**Aim of the exercise**
In the data below, find the lines containing "trim" and say how many there are, nothing more.

#### Data for processing ####

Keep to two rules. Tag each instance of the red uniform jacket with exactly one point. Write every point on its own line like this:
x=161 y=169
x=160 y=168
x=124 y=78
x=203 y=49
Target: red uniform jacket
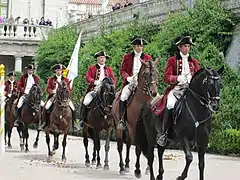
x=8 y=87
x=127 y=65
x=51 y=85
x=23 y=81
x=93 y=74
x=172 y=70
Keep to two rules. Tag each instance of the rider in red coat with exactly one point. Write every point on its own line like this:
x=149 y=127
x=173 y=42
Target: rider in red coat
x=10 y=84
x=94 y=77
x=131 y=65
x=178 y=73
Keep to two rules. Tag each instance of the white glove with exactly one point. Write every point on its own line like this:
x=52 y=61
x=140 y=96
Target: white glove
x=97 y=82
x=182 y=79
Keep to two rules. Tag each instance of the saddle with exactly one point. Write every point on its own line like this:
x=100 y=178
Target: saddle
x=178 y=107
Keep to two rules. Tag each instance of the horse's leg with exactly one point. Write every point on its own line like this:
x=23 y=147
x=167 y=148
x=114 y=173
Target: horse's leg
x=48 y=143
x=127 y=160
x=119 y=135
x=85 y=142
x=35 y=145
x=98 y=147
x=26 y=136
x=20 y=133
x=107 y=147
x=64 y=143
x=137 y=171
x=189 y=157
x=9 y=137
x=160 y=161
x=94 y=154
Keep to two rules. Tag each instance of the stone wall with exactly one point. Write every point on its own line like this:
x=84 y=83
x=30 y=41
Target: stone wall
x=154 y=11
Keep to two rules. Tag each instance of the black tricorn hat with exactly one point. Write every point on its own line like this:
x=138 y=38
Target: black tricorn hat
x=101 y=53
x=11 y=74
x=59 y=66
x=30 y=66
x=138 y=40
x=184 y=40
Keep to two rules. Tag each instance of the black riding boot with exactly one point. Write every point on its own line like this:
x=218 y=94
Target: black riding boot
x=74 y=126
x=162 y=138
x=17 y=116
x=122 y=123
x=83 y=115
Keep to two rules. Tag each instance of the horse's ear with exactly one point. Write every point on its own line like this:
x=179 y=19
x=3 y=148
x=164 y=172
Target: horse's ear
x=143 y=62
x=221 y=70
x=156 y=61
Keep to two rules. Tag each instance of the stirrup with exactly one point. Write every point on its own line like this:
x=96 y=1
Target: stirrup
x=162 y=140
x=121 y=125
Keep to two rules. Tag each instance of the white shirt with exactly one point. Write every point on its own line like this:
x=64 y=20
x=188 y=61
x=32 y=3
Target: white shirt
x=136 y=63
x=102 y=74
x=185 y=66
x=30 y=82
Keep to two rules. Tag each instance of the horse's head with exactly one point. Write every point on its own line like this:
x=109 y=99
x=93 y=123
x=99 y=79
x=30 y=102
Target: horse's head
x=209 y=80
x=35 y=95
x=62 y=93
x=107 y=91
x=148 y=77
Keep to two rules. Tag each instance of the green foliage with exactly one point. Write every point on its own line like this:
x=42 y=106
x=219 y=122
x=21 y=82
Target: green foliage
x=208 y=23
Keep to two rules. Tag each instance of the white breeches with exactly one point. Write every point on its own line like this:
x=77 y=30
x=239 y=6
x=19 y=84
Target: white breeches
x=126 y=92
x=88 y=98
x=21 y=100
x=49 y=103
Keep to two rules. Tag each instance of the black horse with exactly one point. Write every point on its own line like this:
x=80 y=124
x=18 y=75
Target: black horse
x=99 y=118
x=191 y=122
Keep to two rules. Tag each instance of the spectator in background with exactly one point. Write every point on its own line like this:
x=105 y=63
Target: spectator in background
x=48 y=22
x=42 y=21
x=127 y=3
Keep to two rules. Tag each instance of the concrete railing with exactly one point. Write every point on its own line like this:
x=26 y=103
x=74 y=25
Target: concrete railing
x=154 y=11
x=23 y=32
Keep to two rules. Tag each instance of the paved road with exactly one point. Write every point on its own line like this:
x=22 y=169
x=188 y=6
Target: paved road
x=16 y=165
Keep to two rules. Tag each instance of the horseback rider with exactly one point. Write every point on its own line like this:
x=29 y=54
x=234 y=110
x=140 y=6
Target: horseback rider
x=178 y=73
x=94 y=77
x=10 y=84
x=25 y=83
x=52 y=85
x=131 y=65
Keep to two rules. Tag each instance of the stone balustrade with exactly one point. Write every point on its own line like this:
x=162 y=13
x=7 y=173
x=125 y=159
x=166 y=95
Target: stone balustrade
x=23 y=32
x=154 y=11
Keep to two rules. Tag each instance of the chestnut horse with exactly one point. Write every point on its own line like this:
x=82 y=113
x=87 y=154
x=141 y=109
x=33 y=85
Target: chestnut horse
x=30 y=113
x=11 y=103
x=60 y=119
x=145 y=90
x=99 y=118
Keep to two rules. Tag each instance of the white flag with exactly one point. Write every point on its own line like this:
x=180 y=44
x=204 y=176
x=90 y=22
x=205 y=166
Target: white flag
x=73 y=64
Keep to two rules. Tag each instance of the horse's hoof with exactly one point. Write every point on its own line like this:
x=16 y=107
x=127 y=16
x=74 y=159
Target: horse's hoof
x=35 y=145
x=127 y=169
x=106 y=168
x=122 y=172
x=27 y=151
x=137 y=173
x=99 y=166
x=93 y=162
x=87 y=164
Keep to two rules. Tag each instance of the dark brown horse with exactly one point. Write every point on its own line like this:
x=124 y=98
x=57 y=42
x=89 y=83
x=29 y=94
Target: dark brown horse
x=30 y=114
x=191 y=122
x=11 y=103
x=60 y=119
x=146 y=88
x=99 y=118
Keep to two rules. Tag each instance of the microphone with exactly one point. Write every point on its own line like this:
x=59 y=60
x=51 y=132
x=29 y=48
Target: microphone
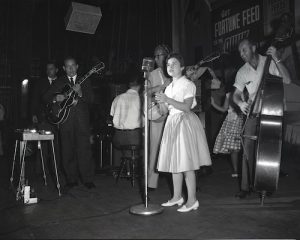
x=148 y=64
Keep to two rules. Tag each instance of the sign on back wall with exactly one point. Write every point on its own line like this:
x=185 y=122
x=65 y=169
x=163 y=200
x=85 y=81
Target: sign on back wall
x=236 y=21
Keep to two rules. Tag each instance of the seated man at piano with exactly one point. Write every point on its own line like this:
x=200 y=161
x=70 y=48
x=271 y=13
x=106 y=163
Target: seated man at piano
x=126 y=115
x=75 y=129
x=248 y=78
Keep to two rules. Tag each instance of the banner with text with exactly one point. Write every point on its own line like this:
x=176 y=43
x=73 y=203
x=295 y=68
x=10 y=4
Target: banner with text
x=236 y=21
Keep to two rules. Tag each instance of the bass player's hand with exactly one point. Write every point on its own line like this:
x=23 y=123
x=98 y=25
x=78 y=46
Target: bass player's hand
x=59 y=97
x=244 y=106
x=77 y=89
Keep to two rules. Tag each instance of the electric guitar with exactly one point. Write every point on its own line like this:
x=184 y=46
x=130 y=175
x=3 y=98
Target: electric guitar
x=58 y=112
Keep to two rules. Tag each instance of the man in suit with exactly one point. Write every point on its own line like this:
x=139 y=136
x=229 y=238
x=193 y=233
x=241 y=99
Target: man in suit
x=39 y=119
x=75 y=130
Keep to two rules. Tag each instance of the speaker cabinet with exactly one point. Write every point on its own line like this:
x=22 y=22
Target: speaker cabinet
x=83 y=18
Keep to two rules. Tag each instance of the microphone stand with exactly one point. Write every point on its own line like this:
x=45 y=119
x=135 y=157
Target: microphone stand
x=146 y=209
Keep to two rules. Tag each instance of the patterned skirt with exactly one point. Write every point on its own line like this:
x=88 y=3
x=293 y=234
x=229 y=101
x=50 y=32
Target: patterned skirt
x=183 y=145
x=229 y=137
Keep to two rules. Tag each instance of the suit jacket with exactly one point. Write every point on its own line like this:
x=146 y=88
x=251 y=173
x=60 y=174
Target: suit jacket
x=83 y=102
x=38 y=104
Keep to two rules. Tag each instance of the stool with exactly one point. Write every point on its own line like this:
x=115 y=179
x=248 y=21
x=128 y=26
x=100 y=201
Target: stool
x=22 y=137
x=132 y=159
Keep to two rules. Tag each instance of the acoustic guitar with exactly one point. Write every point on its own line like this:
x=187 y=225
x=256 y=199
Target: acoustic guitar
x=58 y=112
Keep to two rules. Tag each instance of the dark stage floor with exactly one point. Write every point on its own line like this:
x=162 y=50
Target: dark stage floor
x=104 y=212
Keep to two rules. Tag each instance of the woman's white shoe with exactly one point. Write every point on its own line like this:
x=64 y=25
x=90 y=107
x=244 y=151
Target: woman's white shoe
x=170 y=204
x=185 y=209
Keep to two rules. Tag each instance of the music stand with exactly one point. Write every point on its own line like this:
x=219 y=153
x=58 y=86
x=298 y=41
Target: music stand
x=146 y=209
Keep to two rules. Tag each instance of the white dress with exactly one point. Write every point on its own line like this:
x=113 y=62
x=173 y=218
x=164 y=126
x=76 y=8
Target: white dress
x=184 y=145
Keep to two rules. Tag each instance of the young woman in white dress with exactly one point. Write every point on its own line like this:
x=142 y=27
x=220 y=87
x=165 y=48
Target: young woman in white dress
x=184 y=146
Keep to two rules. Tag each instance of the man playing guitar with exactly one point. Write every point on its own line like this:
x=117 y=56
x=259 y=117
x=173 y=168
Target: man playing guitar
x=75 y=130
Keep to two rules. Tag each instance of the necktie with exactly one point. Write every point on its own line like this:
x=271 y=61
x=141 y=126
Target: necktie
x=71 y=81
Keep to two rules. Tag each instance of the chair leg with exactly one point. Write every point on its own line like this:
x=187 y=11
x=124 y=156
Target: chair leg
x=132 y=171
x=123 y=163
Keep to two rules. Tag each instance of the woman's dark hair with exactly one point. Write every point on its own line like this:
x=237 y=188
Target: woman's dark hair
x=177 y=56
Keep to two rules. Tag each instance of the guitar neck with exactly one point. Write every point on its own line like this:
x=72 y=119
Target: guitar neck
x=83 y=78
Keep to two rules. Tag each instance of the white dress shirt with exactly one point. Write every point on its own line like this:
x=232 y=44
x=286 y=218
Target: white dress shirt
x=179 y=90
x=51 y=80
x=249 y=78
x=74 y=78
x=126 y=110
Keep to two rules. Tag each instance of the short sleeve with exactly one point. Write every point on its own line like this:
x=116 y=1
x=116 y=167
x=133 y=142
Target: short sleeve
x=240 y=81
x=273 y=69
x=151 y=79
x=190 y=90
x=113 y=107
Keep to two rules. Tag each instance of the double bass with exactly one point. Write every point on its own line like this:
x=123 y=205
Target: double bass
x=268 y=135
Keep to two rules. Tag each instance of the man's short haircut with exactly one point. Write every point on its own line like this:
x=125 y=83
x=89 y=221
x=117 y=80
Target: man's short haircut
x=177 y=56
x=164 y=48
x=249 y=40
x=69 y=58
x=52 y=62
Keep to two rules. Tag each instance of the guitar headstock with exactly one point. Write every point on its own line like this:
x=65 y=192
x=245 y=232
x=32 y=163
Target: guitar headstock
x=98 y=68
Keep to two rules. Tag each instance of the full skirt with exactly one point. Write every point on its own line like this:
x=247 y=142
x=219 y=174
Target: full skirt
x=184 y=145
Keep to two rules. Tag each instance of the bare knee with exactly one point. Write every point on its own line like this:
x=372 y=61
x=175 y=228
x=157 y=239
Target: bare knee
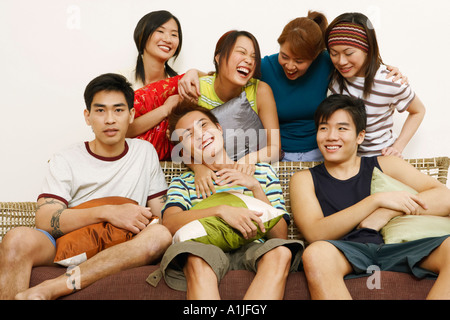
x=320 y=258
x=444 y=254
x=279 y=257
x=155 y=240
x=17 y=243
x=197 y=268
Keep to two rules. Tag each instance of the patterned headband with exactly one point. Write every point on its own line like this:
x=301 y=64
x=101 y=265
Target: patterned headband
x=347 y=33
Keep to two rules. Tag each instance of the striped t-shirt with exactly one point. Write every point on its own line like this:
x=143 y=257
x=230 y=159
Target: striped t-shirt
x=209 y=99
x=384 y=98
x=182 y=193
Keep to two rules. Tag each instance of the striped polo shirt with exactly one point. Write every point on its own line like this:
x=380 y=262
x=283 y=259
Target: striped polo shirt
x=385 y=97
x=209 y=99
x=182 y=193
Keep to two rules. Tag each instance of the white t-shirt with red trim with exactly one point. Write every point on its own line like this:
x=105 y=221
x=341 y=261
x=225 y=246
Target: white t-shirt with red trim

####

**Response to the exercise**
2